Goal: Please copy out the entries below word for word, starting with the line that contains "wearing hijab in" and going on through the line that contains "pixel 420 106", with both of those lines included.
########################################
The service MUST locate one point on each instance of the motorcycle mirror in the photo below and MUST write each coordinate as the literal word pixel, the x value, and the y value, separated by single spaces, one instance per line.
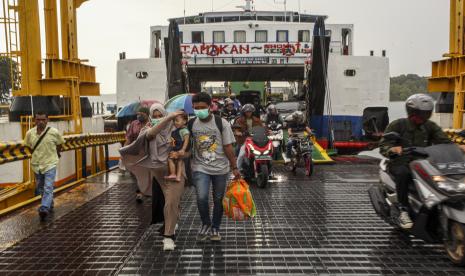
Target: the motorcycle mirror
pixel 394 136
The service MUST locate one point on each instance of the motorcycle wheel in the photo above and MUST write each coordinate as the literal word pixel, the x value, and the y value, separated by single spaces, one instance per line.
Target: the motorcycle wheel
pixel 455 246
pixel 308 166
pixel 262 179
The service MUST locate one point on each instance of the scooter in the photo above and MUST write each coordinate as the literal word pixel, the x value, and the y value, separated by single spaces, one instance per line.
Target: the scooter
pixel 302 153
pixel 276 135
pixel 258 157
pixel 436 197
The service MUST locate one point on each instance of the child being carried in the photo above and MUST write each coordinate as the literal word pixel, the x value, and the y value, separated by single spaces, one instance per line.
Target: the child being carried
pixel 180 142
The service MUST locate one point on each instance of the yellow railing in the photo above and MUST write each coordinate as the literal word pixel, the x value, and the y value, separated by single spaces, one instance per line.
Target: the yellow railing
pixel 18 195
pixel 16 151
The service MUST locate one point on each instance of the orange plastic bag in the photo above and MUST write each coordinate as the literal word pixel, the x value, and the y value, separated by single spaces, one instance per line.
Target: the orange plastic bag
pixel 238 203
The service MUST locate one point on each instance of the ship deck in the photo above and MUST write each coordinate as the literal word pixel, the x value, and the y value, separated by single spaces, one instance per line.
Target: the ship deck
pixel 321 225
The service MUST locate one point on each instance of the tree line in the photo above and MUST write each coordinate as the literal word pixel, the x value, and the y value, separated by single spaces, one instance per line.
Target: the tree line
pixel 404 86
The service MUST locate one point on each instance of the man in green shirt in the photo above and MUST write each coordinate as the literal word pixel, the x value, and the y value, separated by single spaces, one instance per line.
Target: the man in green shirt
pixel 416 131
pixel 45 143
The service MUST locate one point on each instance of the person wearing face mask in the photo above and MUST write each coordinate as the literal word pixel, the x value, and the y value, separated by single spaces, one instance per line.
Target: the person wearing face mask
pixel 137 125
pixel 237 103
pixel 416 131
pixel 147 158
pixel 213 160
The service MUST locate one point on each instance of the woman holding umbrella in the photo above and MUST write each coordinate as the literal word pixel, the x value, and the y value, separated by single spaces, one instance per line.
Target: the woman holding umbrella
pixel 148 158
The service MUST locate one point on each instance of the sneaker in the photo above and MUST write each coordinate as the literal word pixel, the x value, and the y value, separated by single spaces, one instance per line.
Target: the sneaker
pixel 43 213
pixel 404 220
pixel 215 235
pixel 286 158
pixel 168 244
pixel 203 233
pixel 139 198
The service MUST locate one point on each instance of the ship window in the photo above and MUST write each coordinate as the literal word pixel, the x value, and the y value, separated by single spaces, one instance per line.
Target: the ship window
pixel 265 18
pixel 230 18
pixel 261 36
pixel 197 37
pixel 214 19
pixel 304 36
pixel 247 17
pixel 142 75
pixel 282 36
pixel 350 73
pixel 218 37
pixel 240 37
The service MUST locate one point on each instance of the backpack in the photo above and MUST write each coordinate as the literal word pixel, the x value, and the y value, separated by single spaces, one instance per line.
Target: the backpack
pixel 187 161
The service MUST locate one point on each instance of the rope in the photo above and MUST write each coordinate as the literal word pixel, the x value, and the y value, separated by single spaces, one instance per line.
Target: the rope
pixel 328 93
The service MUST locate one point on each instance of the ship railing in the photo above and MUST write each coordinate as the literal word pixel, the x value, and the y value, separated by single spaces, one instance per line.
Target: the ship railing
pixel 16 195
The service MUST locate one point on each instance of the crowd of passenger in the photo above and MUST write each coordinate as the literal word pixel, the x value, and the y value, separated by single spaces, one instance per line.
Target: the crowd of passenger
pixel 166 152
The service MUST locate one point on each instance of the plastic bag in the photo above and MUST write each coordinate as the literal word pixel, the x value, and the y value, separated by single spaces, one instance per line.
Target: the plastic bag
pixel 238 203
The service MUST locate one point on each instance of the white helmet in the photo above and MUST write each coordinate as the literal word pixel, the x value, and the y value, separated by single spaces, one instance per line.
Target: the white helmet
pixel 298 116
pixel 420 104
pixel 248 108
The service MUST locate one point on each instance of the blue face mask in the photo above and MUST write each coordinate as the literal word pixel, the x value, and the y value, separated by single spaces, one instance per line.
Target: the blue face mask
pixel 155 122
pixel 202 113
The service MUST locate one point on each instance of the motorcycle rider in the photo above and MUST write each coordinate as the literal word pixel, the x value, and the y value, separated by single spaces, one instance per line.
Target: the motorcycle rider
pixel 237 103
pixel 295 126
pixel 229 111
pixel 272 115
pixel 245 123
pixel 416 131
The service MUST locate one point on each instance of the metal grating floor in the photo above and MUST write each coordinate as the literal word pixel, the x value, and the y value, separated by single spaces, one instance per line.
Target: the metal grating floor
pixel 322 225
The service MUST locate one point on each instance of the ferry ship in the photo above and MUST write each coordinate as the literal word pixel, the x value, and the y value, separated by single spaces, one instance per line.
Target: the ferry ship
pixel 267 46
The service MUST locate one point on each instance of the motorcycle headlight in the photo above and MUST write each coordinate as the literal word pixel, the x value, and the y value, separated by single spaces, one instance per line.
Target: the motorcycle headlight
pixel 447 185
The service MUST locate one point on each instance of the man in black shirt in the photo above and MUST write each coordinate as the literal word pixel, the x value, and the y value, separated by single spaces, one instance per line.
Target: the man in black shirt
pixel 296 126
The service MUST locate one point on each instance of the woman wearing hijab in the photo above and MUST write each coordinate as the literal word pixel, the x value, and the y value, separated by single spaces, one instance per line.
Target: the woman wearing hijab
pixel 147 158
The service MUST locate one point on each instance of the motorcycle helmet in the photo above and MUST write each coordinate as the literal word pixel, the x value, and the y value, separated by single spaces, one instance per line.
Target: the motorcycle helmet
pixel 271 109
pixel 248 108
pixel 298 116
pixel 228 101
pixel 420 106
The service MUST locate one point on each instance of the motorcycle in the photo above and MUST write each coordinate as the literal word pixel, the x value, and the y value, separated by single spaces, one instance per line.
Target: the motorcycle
pixel 302 153
pixel 436 196
pixel 258 157
pixel 276 136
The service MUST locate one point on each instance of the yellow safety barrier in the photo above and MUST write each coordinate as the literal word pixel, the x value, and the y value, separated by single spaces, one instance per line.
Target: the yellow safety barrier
pixel 16 151
pixel 18 195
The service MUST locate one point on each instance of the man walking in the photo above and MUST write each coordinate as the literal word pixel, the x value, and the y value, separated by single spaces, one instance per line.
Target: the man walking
pixel 212 162
pixel 45 143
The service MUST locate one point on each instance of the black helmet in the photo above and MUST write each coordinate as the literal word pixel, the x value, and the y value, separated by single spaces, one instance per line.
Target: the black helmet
pixel 248 108
pixel 420 105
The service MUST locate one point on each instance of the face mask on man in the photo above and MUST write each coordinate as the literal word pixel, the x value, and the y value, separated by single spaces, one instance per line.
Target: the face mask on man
pixel 141 118
pixel 202 113
pixel 155 121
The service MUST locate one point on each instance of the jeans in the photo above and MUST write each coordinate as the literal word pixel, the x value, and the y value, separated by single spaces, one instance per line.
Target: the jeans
pixel 290 143
pixel 402 177
pixel 241 158
pixel 202 185
pixel 44 187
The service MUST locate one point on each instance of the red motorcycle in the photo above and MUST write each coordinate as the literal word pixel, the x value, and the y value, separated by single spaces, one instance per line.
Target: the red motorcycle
pixel 258 157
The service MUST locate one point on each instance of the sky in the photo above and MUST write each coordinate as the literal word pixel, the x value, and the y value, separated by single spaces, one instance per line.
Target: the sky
pixel 414 32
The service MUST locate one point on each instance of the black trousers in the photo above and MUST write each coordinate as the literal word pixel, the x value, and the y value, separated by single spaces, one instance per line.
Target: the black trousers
pixel 402 177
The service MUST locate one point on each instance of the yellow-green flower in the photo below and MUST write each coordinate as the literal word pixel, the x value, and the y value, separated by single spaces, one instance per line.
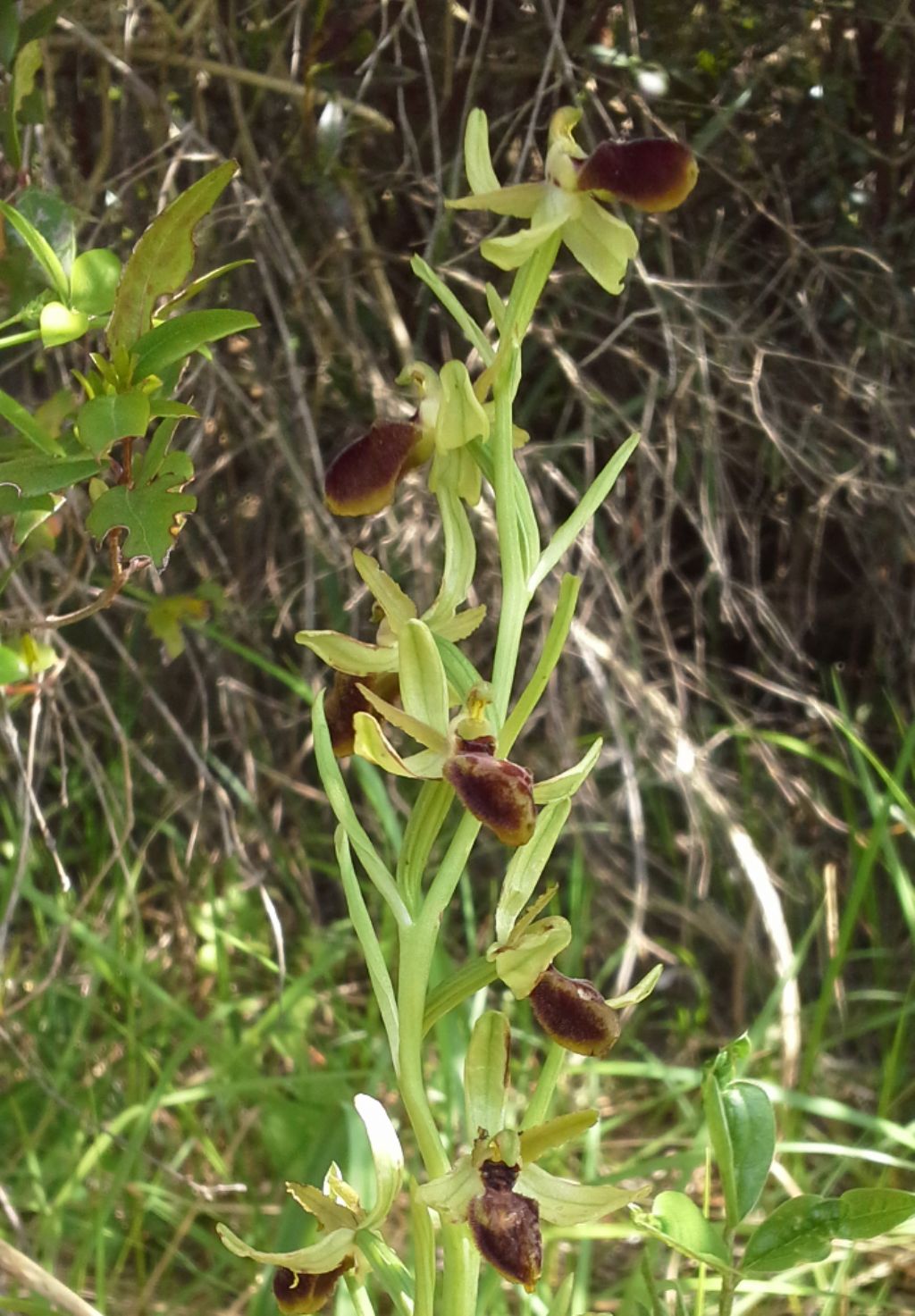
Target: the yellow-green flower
pixel 567 200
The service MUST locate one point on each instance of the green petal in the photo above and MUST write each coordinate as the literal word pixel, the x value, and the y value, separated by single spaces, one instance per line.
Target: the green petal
pixel 330 1213
pixel 602 244
pixel 553 1133
pixel 395 604
pixel 459 561
pixel 520 200
pixel 423 684
pixel 324 1254
pixel 522 963
pixel 386 1153
pixel 372 743
pixel 452 1194
pixel 527 865
pixel 564 786
pixel 462 624
pixel 512 252
pixel 477 159
pixel 352 657
pixel 564 1202
pixel 486 1071
pixel 412 725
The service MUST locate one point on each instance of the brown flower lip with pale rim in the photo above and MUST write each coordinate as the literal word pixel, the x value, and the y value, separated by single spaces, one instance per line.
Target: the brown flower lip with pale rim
pixel 300 1295
pixel 651 174
pixel 362 478
pixel 573 1013
pixel 506 1226
pixel 497 792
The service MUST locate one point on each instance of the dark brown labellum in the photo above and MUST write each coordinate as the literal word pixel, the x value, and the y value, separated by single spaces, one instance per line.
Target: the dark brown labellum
pixel 506 1228
pixel 299 1294
pixel 652 174
pixel 345 700
pixel 495 792
pixel 575 1013
pixel 362 478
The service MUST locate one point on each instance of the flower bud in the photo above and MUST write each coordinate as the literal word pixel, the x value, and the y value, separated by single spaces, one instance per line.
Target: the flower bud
pixel 652 174
pixel 575 1013
pixel 506 1226
pixel 495 792
pixel 362 478
pixel 299 1295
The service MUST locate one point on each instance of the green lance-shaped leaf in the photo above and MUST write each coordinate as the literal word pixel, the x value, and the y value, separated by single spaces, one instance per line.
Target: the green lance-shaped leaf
pixel 162 258
pixel 150 514
pixel 94 281
pixel 486 1073
pixel 752 1131
pixel 681 1224
pixel 27 425
pixel 103 422
pixel 867 1212
pixel 36 474
pixel 797 1232
pixel 178 339
pixel 39 247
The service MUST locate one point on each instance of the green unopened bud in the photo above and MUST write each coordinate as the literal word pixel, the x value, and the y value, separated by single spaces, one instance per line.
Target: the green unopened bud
pixel 575 1013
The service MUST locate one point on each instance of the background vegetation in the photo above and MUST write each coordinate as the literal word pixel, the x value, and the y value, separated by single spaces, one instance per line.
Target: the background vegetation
pixel 185 1016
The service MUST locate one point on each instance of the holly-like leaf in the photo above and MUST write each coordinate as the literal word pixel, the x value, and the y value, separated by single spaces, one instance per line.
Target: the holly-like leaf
pixel 150 514
pixel 162 258
pixel 113 416
pixel 178 339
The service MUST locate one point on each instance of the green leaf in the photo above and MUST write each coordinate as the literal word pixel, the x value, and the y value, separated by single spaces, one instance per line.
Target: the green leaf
pixel 164 256
pixel 867 1212
pixel 105 420
pixel 39 22
pixel 752 1128
pixel 39 247
pixel 35 473
pixel 797 1232
pixel 94 281
pixel 486 1073
pixel 719 1136
pixel 178 339
pixel 681 1223
pixel 27 424
pixel 150 514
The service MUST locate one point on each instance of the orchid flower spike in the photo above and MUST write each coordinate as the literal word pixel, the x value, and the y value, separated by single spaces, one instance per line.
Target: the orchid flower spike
pixel 306 1277
pixel 651 175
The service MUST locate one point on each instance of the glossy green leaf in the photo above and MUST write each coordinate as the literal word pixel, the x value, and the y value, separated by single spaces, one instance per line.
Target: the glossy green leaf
pixel 752 1128
pixel 39 247
pixel 797 1232
pixel 94 281
pixel 164 256
pixel 486 1073
pixel 150 514
pixel 678 1221
pixel 35 473
pixel 178 339
pixel 867 1212
pixel 60 324
pixel 103 422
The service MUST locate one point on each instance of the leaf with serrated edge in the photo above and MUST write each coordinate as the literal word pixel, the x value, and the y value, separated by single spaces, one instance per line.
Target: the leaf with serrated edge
pixel 164 256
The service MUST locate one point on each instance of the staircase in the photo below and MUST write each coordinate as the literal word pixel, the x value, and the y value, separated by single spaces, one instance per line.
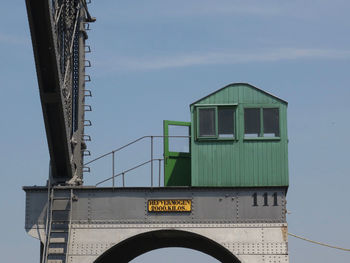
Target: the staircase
pixel 58 227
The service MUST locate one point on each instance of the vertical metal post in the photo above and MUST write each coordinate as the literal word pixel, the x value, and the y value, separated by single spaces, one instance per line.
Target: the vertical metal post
pixel 151 161
pixel 159 171
pixel 113 180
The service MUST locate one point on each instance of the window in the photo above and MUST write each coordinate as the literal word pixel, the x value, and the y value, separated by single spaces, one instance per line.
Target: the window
pixel 207 122
pixel 271 122
pixel 261 122
pixel 225 122
pixel 216 122
pixel 252 125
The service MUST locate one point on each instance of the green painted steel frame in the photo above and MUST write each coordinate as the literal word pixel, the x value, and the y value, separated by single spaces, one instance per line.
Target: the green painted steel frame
pixel 177 165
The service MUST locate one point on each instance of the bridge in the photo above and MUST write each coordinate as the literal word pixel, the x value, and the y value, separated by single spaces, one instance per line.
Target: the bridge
pixel 232 207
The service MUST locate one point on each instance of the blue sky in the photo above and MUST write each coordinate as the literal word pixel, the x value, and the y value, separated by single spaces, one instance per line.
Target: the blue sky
pixel 151 59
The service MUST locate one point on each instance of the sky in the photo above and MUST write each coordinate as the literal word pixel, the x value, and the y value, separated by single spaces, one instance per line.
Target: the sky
pixel 150 60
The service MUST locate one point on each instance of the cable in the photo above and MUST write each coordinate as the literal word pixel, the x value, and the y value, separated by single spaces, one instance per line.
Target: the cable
pixel 319 243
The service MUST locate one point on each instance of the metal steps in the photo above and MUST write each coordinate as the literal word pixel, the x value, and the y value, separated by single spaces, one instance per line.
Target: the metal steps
pixel 57 240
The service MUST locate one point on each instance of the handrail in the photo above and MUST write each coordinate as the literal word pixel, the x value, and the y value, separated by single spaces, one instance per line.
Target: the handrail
pixel 126 171
pixel 126 145
pixel 132 142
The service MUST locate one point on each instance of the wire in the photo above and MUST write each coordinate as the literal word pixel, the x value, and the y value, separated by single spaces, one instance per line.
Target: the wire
pixel 319 243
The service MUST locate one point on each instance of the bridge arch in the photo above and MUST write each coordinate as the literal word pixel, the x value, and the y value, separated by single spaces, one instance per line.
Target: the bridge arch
pixel 137 245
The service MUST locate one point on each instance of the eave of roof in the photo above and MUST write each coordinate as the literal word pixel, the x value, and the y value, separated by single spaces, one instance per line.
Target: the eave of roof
pixel 237 84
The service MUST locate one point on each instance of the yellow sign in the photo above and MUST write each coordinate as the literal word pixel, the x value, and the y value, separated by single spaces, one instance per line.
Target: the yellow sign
pixel 170 205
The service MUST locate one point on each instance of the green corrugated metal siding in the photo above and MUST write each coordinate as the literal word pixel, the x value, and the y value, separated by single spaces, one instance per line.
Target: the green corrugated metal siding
pixel 240 162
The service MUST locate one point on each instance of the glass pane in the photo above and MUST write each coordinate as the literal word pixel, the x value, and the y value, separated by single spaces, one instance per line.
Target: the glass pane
pixel 179 144
pixel 225 122
pixel 252 122
pixel 271 122
pixel 206 122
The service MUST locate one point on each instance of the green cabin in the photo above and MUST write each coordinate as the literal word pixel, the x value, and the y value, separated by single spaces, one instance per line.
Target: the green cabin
pixel 237 137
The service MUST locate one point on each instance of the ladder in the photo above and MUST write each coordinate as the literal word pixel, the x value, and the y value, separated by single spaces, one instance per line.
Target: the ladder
pixel 58 227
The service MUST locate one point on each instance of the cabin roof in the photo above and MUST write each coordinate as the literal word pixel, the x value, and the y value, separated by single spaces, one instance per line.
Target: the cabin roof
pixel 238 84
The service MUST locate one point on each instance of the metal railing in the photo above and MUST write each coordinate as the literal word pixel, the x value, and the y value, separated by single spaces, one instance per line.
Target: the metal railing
pixel 151 160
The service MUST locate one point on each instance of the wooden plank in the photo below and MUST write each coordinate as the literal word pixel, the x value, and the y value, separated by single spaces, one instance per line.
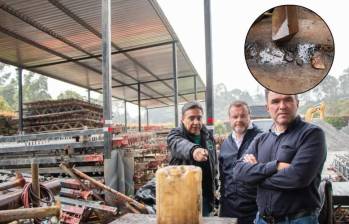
########################################
Result of this task:
The service MUST locate one point on each instance of the woman wearing hijab in the photo above and MUST write each coordinate as the literal word pixel, the x value, and the y value, separated by single spaces, one instance per line.
Target: the woman wearing hijab
pixel 147 158
The service MUST locate one point on each instance of the motorcycle helmet in the photo above and MUST write each coordinate as the literal word pixel, the x value, and the y value, separated by single spaces, one instance per line.
Target: the motorcycle helmet
pixel 271 109
pixel 248 108
pixel 298 116
pixel 228 101
pixel 420 106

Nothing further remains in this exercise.